Rewrite all of the material below as a JSON list of strings, one string per line, skipping any blank lines. Leave the pictures out of your answer.

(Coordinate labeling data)
======

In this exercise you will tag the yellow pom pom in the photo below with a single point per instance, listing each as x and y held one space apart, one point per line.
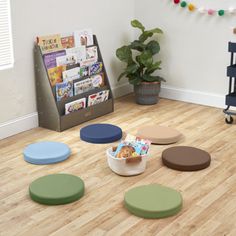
191 7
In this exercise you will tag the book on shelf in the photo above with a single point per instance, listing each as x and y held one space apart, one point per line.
69 59
83 37
92 53
95 68
97 98
67 40
75 105
98 80
50 43
50 58
83 86
55 75
75 73
64 90
79 51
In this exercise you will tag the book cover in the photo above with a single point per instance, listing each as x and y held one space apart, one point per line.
95 68
69 59
75 73
67 40
55 75
83 37
50 58
75 105
79 51
64 90
50 43
83 86
98 80
97 98
92 53
88 62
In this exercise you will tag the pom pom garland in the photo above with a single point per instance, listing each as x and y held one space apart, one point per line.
191 7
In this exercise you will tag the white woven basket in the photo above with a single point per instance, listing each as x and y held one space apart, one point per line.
121 167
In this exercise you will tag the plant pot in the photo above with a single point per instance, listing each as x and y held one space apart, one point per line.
147 93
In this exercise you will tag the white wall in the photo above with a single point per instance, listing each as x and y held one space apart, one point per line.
193 48
108 19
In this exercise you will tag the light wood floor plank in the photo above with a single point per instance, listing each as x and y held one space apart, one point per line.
209 195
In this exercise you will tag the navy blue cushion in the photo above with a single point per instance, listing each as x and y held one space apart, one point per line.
100 133
43 153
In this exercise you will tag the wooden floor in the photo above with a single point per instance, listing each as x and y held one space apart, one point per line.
209 195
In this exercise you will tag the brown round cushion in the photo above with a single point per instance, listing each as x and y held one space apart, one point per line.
186 158
159 134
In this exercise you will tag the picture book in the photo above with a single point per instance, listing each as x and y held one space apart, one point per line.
98 80
83 37
55 75
92 53
88 62
67 40
132 147
79 51
83 86
95 68
75 73
50 43
75 105
50 58
99 97
69 59
64 90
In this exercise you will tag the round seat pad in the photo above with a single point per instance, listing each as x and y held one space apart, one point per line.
186 158
153 201
101 133
159 134
56 189
46 152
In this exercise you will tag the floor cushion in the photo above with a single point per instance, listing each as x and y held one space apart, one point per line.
56 189
153 201
186 158
100 133
159 134
46 152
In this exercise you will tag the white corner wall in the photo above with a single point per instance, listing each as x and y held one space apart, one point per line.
109 21
193 48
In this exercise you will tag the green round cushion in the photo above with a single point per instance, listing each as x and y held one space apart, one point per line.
153 201
56 189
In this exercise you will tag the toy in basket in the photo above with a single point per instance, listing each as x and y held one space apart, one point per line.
130 157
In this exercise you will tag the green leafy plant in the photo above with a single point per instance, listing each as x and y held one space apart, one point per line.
138 56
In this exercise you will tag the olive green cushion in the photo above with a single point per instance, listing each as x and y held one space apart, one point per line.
56 189
153 201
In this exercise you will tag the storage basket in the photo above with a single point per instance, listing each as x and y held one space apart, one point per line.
126 167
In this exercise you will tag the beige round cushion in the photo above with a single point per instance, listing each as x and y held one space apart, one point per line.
159 134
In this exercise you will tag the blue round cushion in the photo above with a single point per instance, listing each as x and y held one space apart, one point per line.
43 153
101 133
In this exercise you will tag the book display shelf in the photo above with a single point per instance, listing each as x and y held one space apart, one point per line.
51 112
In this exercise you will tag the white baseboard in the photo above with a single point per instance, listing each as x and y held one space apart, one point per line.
198 97
30 121
18 125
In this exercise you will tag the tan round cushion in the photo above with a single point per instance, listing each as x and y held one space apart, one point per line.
159 134
186 158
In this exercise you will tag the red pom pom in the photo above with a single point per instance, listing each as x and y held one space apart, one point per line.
176 1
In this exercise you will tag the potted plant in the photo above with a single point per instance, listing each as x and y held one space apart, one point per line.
139 57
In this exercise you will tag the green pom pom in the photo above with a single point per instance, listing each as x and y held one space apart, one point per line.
183 4
221 12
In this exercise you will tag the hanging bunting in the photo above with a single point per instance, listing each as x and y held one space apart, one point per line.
191 7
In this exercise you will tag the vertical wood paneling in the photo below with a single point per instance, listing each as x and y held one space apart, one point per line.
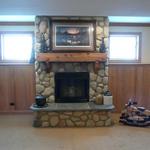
6 86
122 84
24 87
130 81
143 86
17 86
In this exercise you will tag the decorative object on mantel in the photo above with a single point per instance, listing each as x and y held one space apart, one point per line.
135 116
40 101
102 48
43 48
107 98
99 100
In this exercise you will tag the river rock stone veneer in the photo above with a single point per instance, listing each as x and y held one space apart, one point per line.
72 119
45 84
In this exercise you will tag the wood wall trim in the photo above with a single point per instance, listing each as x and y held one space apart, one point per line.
130 24
16 23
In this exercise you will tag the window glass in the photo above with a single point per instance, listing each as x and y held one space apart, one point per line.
16 46
124 47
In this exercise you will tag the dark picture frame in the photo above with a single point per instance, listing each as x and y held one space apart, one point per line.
73 36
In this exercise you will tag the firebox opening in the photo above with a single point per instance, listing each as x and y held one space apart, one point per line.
71 87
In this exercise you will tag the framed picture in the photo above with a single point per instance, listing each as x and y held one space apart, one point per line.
73 36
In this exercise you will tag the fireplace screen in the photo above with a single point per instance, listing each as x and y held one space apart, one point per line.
72 87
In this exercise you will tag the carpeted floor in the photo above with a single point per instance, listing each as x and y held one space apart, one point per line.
17 133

======

• Problem solution:
[
  "In this exercise you will tag the yellow pom pom in the photo below with a single point per instance, listing each as x and y held one space apart, one point per line.",
  "191 7",
  "In this exercise you will tag the book on shelf in the photo above with a single point per instance, listing each as x and y held one space apart, one point per line.",
  "69 59",
  "83 37",
  "92 53",
  "95 68",
  "97 98",
  "67 40",
  "75 105",
  "98 80",
  "50 43",
  "50 58",
  "83 86",
  "55 75",
  "75 73",
  "64 90",
  "79 51",
  "In this exercise you will tag the book cover in the photo above with a single point per instance, listing each as x and y held one space apart, one point per line.",
  "95 68",
  "69 59",
  "75 73",
  "67 40",
  "55 75",
  "83 37",
  "50 58",
  "75 105",
  "79 51",
  "64 90",
  "50 43",
  "83 86",
  "98 80",
  "97 98",
  "92 53",
  "88 62",
  "In this exercise you will tag the pom pom garland in the photo above with a single point per instance, listing each as x and y held one space apart, one point per line.",
  "191 7",
  "In this exercise you will tag the white woven basket in the photo above with a single point per instance, listing each as x and y held one space apart, one point per line.",
  "121 167",
  "In this exercise you will tag the plant pot in the photo above with a single point per instance, listing each as x and y held one space apart, one point per line.",
  "147 93",
  "In this exercise you will tag the white wall in the photo above with a single point per instance, listing each as x and y held one space apart, one point per line.",
  "193 48",
  "108 19",
  "In this exercise you will tag the light wood floor plank in the photo above with a single point per instance, listing each as x and y held one space apart, one point per line.",
  "209 195",
  "In this exercise you will tag the navy blue cushion in the photo above with a single point per instance, listing each as x and y held one space apart, one point per line.",
  "100 133",
  "43 153",
  "In this exercise you will tag the wooden floor in the photo above with a single point per instance, listing each as x and y held one space apart, one point per line.",
  "209 195",
  "In this exercise you will tag the brown round cushion in the photo above with a single point per instance, listing each as x and y held one space apart, one point per line.",
  "186 158",
  "159 134",
  "In this exercise you will tag the picture book in the photo above with a single point per instance, listing each as x and y held one space apart, one point per line.",
  "98 80",
  "83 37",
  "55 75",
  "92 53",
  "88 62",
  "67 40",
  "132 147",
  "79 51",
  "83 86",
  "95 68",
  "75 73",
  "50 43",
  "75 105",
  "50 58",
  "99 97",
  "69 59",
  "64 90",
  "In this exercise you will tag the round seat pad in the photo above with a single point per instance, listing each as x and y held one space apart, one point per line.",
  "186 158",
  "153 201",
  "101 133",
  "159 134",
  "56 189",
  "46 152",
  "In this exercise you will tag the floor cushion in the photo above with a single point per instance, listing each as x and y held one space apart, one point per line.",
  "56 189",
  "153 201",
  "186 158",
  "100 133",
  "159 134",
  "46 152",
  "In this exercise you will tag the white corner wall in the photo above with a single point per instance, listing each as x and y held one space apart, one point per line.",
  "109 21",
  "193 48",
  "In this exercise you will tag the green round cushion in the photo above with a single point per instance, listing each as x and y held one space apart, one point per line.",
  "153 201",
  "56 189",
  "In this exercise you will tag the toy in basket in the photo above with a single point per instance, listing each as x and y held one space apart, one point per line.",
  "130 157",
  "In this exercise you will tag the green leafy plant in the photo above with a single point per instance, listing each as x and y held one space apart, one point per line.",
  "138 56",
  "In this exercise you will tag the olive green cushion in the photo above with a single point per instance, listing each as x and y held one space apart, one point per line.",
  "56 189",
  "153 201",
  "In this exercise you will tag the storage basket in the photo above with a single point per instance, listing each as x and y held one space apart, one point per line.",
  "126 167",
  "In this exercise you will tag the beige round cushion in the photo above with a single point per instance, listing each as x and y held one space apart, one point per line.",
  "159 134",
  "In this exercise you will tag the blue round cushion in the photo above with a single point per instance, listing each as x and y held one space apart, one point per line.",
  "43 153",
  "101 133",
  "In this exercise you will tag the book display shelf in the photo above with a single point per instance, listing each as x and y held one space apart, one point per line.",
  "51 112",
  "In this exercise you will tag the white baseboard in the photo above with a single point per instance, listing each as x and y held one space apart, one point per line.",
  "198 97",
  "30 121",
  "18 125",
  "In this exercise you will tag the tan round cushion in the photo above with a single point per instance, listing each as x and y held one space apart, one point per line.",
  "159 134",
  "186 158",
  "In this exercise you will tag the red pom pom in the photo above with a single point per instance, listing each as x and y held one space apart, one point per line.",
  "176 1",
  "In this exercise you will tag the potted plant in the photo above with a single point per instance, listing each as x and y held one space apart, one point per line.",
  "139 57",
  "In this exercise you will tag the green pom pom in the photo above with a single point per instance, listing each as x and y held one space apart, one point per line.",
  "183 4",
  "221 12",
  "In this exercise you will tag the hanging bunting in the photo above with a single point per instance, listing each as x and y held one space apart, one point per line.",
  "191 7",
  "In this exercise you will tag the vertical wood paneling in the photo below with a single point per instance, listing each as x and y held one space apart, one point per line.",
  "6 86",
  "122 84",
  "24 87",
  "130 81",
  "143 86",
  "17 86",
  "In this exercise you will tag the decorative object on mantel in the photo above with a single point per instance, listing each as x and y held one space apart, one point per line.",
  "135 116",
  "40 101",
  "102 48",
  "43 48",
  "107 98",
  "99 100",
  "In this exercise you will tag the river rock stone veneer in the photo above with a single point per instance, listing each as x and y held one space apart, one point per line.",
  "72 119",
  "45 84",
  "In this exercise you will tag the wood wall trim in the photo above with a single point per instance, listing each as x and y held one space apart, one point per line.",
  "130 24",
  "16 23",
  "In this exercise you will tag the window glass in the photo above with a single point per instance, listing each as x and y held one space apart, one point per line.",
  "16 46",
  "124 47",
  "In this exercise you will tag the dark picture frame in the photo above with a single point per instance, listing each as x and y held one space apart, one point per line.",
  "73 36",
  "In this exercise you will tag the firebox opening in the photo above with a single point per instance, listing each as x and y held one space apart, one point per line.",
  "71 87",
  "In this exercise you will tag the framed picture in the photo above with a single point per instance, listing each as x and y held one space apart, one point per line.",
  "73 36",
  "In this exercise you will tag the fireplace screen in the photo above with a single point per instance, listing each as x and y held one space apart, one point per line.",
  "72 87",
  "In this exercise you will tag the carpeted floor in the photo above with a single point per instance, listing each as x and y held one space apart, one point per line.",
  "17 133"
]